* [Prompt]
Begin at the line containing "Exercise. Point out every instance of the fence" and copy exactly through the last line of the listing, skipping every picture.

* [Extracted data]
########

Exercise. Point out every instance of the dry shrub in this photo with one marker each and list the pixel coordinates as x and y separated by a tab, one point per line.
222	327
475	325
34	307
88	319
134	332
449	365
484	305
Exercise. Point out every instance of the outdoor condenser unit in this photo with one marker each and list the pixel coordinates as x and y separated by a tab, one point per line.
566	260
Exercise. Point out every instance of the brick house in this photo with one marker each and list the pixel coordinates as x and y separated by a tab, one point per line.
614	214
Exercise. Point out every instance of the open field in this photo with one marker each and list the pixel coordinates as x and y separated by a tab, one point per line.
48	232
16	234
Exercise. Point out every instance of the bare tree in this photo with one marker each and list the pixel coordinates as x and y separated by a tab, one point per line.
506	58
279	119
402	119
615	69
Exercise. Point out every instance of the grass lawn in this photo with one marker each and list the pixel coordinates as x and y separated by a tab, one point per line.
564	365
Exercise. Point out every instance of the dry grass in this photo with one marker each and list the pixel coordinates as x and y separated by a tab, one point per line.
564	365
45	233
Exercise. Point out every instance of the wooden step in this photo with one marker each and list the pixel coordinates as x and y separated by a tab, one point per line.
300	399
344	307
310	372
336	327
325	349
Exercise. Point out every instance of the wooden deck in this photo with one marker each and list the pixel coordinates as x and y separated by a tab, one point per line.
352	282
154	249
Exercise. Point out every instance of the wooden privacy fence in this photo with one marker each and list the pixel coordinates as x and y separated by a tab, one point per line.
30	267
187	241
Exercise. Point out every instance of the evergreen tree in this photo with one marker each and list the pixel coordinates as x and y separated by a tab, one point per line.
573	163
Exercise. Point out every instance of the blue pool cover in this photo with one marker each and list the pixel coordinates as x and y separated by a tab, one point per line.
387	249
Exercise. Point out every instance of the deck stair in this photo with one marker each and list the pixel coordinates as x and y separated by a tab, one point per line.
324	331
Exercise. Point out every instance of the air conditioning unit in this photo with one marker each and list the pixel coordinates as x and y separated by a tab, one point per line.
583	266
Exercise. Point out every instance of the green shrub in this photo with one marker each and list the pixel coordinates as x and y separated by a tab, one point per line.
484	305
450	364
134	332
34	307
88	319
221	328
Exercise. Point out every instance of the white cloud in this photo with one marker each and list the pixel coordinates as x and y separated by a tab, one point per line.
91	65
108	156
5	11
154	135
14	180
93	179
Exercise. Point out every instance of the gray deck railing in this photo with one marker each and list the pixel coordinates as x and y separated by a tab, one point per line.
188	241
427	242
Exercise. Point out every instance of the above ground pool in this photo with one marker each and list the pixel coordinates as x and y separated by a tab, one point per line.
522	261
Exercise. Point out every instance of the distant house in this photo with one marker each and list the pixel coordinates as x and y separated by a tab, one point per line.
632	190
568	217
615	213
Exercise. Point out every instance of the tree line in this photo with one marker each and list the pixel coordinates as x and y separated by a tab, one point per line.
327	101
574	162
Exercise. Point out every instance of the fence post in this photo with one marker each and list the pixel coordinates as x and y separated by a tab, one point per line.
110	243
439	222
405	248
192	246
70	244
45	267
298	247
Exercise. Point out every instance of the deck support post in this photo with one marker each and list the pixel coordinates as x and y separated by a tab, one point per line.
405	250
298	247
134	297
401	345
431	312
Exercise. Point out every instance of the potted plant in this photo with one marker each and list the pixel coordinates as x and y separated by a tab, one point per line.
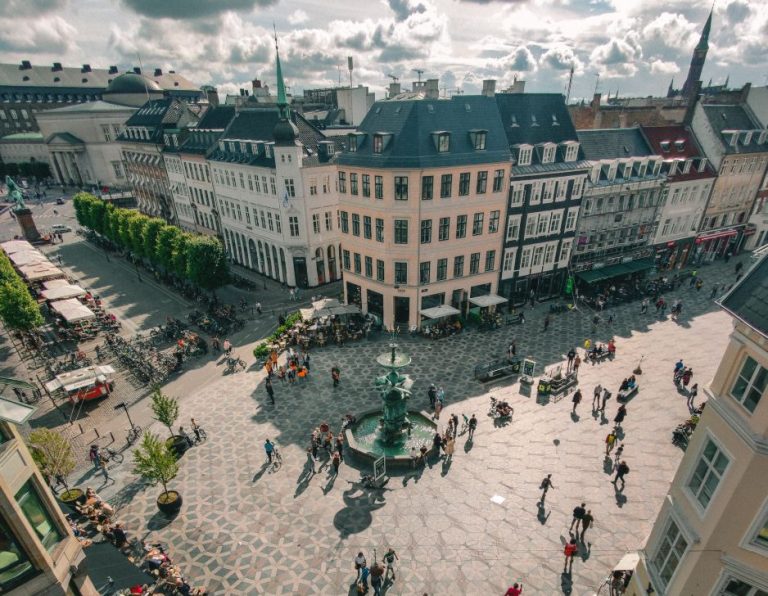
154	461
166	410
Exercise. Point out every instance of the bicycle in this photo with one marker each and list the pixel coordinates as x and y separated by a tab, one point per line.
133	434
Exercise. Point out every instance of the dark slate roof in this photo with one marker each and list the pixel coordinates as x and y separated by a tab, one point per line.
733	117
748	300
518	109
613	143
411	124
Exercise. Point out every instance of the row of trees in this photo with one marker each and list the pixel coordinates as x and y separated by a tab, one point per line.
199	259
18	309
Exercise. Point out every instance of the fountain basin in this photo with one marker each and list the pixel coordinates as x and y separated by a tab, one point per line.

########

* [The completed task]
Exercise. Point out every instance of the fence post in this photo with one marker each and list the pixel coordinates as x and y separated by a tab, one point per line.
110	243
439	222
405	248
192	246
70	244
45	267
298	247
Exercise. Point out every instance of the deck support post in this photo with one marker each and list the pixel coordinates as x and y separated by a tab, one point per line.
405	250
298	247
134	297
401	345
431	312
Exercise. Point out every instance of the potted plant in this photo with one marker each and list the pixel coordinates as x and y separated by a tab, one point per line.
154	461
166	410
Exercise. Point out every instance of the bicycle in this photo with one marker each and list the pixel coordinates as x and y separated by a tab, one point per line.
133	434
Exercise. Point out every instance of the dark slate roof in this photo with one marker each and list the pixel coordinates as x and y separated by a tab, one point per line.
733	117
748	300
518	109
613	143
411	124
Exercise. Point out every instance of the row of trees in this photo with one marker each and list the pixel coordinates as x and y separated by a tab, one point per line.
199	259
18	309
Exercise. Point out every instance of the fountain basin in this photo with one marker each and list the pixel coordinates as x and y separated by a tab, one point per line.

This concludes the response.